_WHAT THE TASK ASKS:_ Edit the records below by replacing every occurrence of "drop a dot" with "place a marker", and leave all other text as it is.

(Data extracted from a collection)
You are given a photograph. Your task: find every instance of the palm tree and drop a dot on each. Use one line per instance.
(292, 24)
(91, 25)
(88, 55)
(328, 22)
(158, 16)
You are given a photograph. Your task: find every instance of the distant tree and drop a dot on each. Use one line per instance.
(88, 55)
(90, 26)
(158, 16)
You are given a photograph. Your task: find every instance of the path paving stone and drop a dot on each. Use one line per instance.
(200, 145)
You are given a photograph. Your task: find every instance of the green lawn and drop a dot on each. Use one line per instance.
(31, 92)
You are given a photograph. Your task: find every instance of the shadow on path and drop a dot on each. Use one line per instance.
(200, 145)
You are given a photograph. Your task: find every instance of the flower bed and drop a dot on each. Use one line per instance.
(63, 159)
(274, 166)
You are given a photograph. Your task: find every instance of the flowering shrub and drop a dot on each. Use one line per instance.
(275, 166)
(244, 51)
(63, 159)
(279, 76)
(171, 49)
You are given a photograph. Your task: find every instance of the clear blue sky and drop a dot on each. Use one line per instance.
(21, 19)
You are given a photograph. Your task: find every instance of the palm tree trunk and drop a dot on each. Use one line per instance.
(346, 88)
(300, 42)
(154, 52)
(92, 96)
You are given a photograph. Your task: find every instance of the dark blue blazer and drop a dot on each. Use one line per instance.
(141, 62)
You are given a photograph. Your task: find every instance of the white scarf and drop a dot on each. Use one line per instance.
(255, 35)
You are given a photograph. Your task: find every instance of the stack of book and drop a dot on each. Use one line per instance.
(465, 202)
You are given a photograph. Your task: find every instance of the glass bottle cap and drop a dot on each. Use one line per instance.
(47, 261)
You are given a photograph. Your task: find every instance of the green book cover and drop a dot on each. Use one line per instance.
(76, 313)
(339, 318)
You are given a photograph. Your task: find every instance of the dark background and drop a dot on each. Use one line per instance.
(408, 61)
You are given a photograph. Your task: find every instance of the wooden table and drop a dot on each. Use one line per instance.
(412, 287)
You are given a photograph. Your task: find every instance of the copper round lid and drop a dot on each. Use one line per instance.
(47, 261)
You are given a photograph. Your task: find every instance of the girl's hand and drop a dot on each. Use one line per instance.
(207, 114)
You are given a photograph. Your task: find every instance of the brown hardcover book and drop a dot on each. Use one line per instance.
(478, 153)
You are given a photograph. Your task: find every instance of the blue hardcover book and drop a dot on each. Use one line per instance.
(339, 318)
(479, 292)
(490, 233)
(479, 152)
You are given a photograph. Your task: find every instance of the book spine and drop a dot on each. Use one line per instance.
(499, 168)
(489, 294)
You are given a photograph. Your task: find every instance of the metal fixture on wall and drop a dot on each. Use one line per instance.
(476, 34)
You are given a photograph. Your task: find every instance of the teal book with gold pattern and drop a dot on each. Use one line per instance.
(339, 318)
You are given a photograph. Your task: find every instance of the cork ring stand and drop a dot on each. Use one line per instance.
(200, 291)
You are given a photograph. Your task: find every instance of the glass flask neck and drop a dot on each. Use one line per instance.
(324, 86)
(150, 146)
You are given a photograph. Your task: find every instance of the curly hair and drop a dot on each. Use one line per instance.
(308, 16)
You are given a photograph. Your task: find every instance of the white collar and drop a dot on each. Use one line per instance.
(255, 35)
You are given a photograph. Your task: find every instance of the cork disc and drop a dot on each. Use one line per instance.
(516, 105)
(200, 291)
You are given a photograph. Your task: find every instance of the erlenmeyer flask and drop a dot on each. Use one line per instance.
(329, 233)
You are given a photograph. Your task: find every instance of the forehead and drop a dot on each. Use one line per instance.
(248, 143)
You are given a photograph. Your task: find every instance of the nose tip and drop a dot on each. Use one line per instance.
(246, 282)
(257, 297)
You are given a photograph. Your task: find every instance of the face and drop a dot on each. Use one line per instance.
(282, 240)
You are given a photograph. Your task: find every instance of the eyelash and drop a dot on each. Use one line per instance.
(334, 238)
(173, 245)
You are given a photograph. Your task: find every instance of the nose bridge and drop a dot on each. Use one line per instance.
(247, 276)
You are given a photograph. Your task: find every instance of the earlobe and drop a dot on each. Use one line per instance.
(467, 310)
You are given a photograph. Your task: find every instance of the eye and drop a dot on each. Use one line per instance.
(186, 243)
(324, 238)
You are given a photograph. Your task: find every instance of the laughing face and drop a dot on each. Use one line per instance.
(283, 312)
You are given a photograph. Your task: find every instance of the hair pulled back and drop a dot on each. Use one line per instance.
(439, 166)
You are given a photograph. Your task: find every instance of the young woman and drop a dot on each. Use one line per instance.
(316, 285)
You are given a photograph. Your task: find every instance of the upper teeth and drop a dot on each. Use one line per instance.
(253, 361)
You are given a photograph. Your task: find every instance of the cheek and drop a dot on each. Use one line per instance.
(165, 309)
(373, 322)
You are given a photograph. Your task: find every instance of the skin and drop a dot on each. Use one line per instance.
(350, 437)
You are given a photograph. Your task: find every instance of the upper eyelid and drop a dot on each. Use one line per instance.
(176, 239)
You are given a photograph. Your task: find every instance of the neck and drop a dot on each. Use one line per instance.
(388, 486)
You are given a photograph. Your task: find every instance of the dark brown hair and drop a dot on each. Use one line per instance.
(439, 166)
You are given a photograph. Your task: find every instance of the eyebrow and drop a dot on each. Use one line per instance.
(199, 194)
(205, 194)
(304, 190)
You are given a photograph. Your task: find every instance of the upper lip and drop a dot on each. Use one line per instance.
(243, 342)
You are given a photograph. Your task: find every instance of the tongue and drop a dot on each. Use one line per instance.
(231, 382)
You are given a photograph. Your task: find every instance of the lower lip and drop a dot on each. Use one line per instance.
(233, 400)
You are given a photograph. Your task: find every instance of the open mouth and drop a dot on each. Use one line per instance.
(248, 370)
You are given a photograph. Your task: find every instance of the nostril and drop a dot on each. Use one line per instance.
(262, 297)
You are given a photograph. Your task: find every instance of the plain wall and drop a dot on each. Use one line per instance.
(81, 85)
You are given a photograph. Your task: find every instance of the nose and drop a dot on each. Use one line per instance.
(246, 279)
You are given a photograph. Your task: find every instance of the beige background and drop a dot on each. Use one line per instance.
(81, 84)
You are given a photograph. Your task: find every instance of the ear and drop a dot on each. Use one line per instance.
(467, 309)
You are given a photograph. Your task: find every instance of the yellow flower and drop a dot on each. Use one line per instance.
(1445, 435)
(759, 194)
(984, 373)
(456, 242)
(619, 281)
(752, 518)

_RESULT:_
You are given a photograph. Your task: find every instance of the palm tree and place a marker on each. Use one line per instance.
(292, 24)
(91, 25)
(88, 55)
(328, 22)
(158, 16)
You are given a photograph. Your task: find every instance of the distant tree and place a marker on each. Use one line per instance.
(88, 55)
(90, 26)
(158, 16)
You are given a photograph. Your task: find every instance of the path paving stone and place a marker on each. Use one line per instance.
(200, 145)
You are given a photograph. Your task: find every instance of the green lawn and place a marker on each. Use one line per instance.
(31, 92)
You are given a photograph. Your task: find every instance of the shadow on path and place a marker on each. Use one line per instance.
(200, 145)
You are given a photograph. Your task: find every instance of the flower bed and place a marker on each. Use one line per instance.
(63, 159)
(274, 166)
You are given a photograph. Your task: find every instance of the flowering shrub and place a marker on each. Use one line per instance.
(275, 166)
(244, 51)
(63, 159)
(279, 76)
(171, 49)
You are given a photograph. Your task: find every instance of the clear blue sky and place a marker on each. Use one line per instance.
(21, 19)
You are given a photograph. Your task: find every instance of the palm tree trunk and place a marker on each. Use one line per instance.
(346, 88)
(300, 42)
(154, 52)
(92, 96)
You are given a photograph. Your task: find every instance of the dark blue blazer and place a marker on each. Use one line per instance.
(141, 62)
You are given a photograph. Your task: find every instance of the white scarf and place a marker on each. Use one line per instance.
(255, 35)
You are given a photograph. Your task: find every instance of the stack of book and place a marker on each. Use one line per instance.
(465, 202)
You are given a photograph. Your task: find every instance of the glass bottle cap and place a marker on each. Use one line per instance.
(47, 261)
You are given a photograph. Your task: find every instance of the green book cover and place a marker on each. Use one line per instance.
(76, 313)
(339, 318)
You are given a photograph. Your task: find every instance of the dark background and place a marker on each. Use one line per instance.
(408, 61)
You are given a photograph. Your task: find every instance of the wooden table and place a marker on each. Use one line per instance.
(412, 287)
You are given a photograph. Your task: find every instance of the copper round lid and place a marker on each. Use one line per instance.
(47, 261)
You are given a photograph. Your task: find every instance of the girl's hand and place a marker on each. Use one line per instance.
(207, 114)
You are given a photograph. Your task: find every instance of the brown hardcover book and place a marker on each. Use one line per instance.
(478, 153)
You are given a photograph. Your task: find every instance of the blue hardcover book and place a marker on each. Use one line per instance.
(339, 318)
(479, 292)
(490, 233)
(479, 152)
You are given a photograph. Your task: find every instance of the book spine and place a marker on each. Use one line per instance.
(499, 168)
(489, 294)
You are given a photograph. Your task: find every instance of the metal fixture on wall and place a marker on each. Use one line per instance.
(476, 34)
You are given a photograph. Your task: find every instance of the teal book with gold pattern and place a marker on each. Use one line per instance.
(339, 318)
You are given a photograph. Your task: find every instance of the cork ring stand and place a marker on each. Use one line per instance.
(200, 291)
You are given a photograph. Your task: find every instance of the glass flask neck and place a marker on each. Use one line per instance.
(324, 86)
(150, 146)
You are given a photograph. Your task: find every instance of the curly hair and place a marker on each. Use one line per instance.
(308, 16)
You are given a photograph. Your task: find every instance of the white collar and place a marker on each. Use one line per instance.
(255, 35)
You are given a photograph. Your task: find every instance of the cork disc and place a marker on each. Use one line per instance.
(516, 105)
(200, 291)
You are given a photograph. Your task: find every instance of the erlenmeyer flask and place a marker on each. Use one line per instance.
(329, 233)
You are given a photograph. Your task: find every instance of the forehead and place a marker on each. Use one line per instance.
(248, 143)
You are given a photograph. Your task: find every instance of the nose tip and place a marker on each. Use one line per instance.
(246, 282)
(257, 297)
You are given a photograph. Your task: find every instance of the face and place a marker on each. Use one line per instance.
(282, 240)
You are given a photograph. Your task: find every instance of the eyelash and place a marker on each. Use one line per instance.
(334, 238)
(173, 245)
You are given a photograph. Your task: find every instance of the nose bridge and place a marker on each. Use one line per instance.
(247, 276)
You are given a photograph. Your task: find every instance of the earlobe and place a marker on each. Use one line per instance.
(467, 310)
You are given a photograph. Your task: find every instance of the eye and place a marker on each. Use one line per instance.
(186, 243)
(324, 238)
You are given a photograph. Your task: find every instance of the laughing face and place a marker on each. Use one line per instance.
(283, 312)
You are given a photograph. Your task: find every instance of the hair pulled back and place a marker on each. Use one line per instance.
(439, 166)
You are given a photograph. Your task: find every instance of the young woman and place a marker on each. Use one line per instance.
(316, 285)
You are given a photograph. Your task: find every instance of the upper teeth and place a marker on each. Use one line per instance.
(253, 361)
You are given a photograph. Your task: find every instance of the cheek and place a marker on each. Use one line per instance.
(165, 309)
(373, 322)
You are given a photograph. Your task: find every instance of the skin and place a marker on each. Use one line per instance.
(350, 437)
You are given a photograph. Your task: find every instance of the upper eyelid and place a marker on each. Use one line per instance.
(176, 239)
You are given a photograph. Your task: find every instance of the neck and place a marker on each. Use one line per instance.
(388, 486)
You are given a photograph. Your task: find every instance of the dark brown hair and place a marker on each. Use one line per instance.
(439, 166)
You are given a photograph. Your task: find every instance of the eyebrow and place a marker on each. Use one line per instance.
(199, 194)
(205, 194)
(304, 190)
You are given a photograph. Your task: find every instance of the upper lip and place a marker on each. Use one line per instance.
(243, 342)
You are given a photograph. Your task: find every instance of the tongue and place a marker on each. Use one line per instance.
(231, 382)
You are given a photograph. Your task: find every instance of the lower lip and place a marker on each. Use one line per instance.
(233, 400)
You are given a photograph. Your task: find every instance of the open mouth and place a marker on each. Use one line per instance.
(248, 370)
You are given a photograph. Your task: find every instance of the nostril and place a marker on each. Use one line per instance.
(262, 297)
You are given a photograph. Your task: find every instance of the plain wall and place a marker on each. Use one line per instance.
(81, 85)
You are given a photograph. Your task: find every instance of the nose and place a marker on each. Use one line per instance.
(246, 279)
You are given a photograph. Your task: find every instance of the beige background and place a marker on each. Use one line per instance.
(81, 84)
You are given a photograph. Your task: find every instance of the ear and place a marker on each. Use one line per instance.
(467, 309)
You are given a photograph. Your task: find every instance of the yellow flower and place a marker on each. Use one line per instance.
(1445, 435)
(759, 194)
(984, 373)
(456, 242)
(619, 281)
(752, 518)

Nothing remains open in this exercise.